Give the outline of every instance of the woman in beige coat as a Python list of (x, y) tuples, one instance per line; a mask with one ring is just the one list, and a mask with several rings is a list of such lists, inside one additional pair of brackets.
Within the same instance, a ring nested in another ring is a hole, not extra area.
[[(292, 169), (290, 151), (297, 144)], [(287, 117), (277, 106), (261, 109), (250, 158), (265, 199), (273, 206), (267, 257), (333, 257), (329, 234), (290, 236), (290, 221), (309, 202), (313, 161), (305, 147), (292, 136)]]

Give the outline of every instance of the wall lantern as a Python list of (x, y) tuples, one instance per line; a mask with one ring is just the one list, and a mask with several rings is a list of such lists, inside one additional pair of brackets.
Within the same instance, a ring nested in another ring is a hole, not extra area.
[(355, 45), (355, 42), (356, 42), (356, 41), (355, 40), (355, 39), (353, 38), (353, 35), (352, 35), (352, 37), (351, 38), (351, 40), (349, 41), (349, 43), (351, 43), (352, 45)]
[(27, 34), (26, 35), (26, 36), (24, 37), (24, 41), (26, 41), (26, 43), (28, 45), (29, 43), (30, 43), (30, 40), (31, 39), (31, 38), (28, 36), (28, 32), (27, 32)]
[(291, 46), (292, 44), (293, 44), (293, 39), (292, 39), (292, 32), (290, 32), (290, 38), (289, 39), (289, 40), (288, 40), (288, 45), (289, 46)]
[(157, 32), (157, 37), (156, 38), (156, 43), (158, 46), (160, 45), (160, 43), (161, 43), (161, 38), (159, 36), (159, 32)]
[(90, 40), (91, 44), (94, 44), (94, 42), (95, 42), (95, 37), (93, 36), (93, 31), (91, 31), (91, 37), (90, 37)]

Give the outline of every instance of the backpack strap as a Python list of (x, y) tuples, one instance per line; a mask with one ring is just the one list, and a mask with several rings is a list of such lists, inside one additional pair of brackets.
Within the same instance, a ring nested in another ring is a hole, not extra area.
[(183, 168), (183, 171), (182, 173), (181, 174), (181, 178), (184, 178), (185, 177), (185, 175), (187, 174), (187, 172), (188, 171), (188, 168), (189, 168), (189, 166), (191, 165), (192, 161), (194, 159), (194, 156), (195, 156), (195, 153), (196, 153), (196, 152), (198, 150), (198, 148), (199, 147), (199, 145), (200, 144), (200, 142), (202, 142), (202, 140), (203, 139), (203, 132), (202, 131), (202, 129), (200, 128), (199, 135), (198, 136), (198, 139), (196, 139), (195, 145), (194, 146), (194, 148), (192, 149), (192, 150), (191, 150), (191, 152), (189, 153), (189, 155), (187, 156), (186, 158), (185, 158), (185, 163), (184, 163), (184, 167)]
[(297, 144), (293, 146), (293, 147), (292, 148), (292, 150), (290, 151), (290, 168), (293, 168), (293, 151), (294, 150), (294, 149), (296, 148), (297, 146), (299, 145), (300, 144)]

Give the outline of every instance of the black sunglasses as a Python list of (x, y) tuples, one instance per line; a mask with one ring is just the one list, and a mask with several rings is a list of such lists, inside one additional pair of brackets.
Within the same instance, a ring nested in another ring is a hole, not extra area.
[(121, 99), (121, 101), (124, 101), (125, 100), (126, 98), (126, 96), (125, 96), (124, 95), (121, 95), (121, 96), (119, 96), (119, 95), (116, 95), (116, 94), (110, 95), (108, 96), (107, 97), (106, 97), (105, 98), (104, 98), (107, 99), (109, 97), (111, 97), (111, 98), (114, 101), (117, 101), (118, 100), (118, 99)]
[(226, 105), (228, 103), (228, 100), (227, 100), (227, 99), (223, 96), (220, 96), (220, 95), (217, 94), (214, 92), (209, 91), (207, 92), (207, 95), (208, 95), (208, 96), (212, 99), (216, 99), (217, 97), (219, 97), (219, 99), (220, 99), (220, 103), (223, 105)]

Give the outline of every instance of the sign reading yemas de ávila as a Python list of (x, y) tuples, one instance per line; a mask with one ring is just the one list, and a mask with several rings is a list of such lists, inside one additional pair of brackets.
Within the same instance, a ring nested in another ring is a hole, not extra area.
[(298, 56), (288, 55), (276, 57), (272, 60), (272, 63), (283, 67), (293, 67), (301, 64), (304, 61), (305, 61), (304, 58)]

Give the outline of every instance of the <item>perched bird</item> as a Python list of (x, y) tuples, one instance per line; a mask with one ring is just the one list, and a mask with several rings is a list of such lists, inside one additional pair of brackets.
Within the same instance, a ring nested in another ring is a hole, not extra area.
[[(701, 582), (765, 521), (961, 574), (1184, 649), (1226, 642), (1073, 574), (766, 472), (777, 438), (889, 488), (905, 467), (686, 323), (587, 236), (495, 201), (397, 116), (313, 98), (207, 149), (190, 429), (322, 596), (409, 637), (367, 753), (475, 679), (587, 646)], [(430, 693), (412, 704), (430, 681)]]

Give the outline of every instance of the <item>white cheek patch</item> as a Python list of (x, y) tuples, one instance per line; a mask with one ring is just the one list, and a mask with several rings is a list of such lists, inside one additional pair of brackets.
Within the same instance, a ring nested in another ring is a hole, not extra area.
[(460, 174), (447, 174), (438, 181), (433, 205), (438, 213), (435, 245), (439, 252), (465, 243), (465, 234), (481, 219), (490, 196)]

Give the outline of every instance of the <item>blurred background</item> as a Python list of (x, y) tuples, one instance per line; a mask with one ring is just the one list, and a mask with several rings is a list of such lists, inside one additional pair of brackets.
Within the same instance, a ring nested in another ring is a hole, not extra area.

_____

* [Written task]
Which lines of the records contain the word "woman"? Report each such line in full.

* [Expected answer]
Give the outline of every instance of the woman in beige coat as a Python list of (x, y) tuples, one instance per line; a mask with one ring is just the one list, and a mask with several rings is a list of such lists, inside one additional pair of brackets.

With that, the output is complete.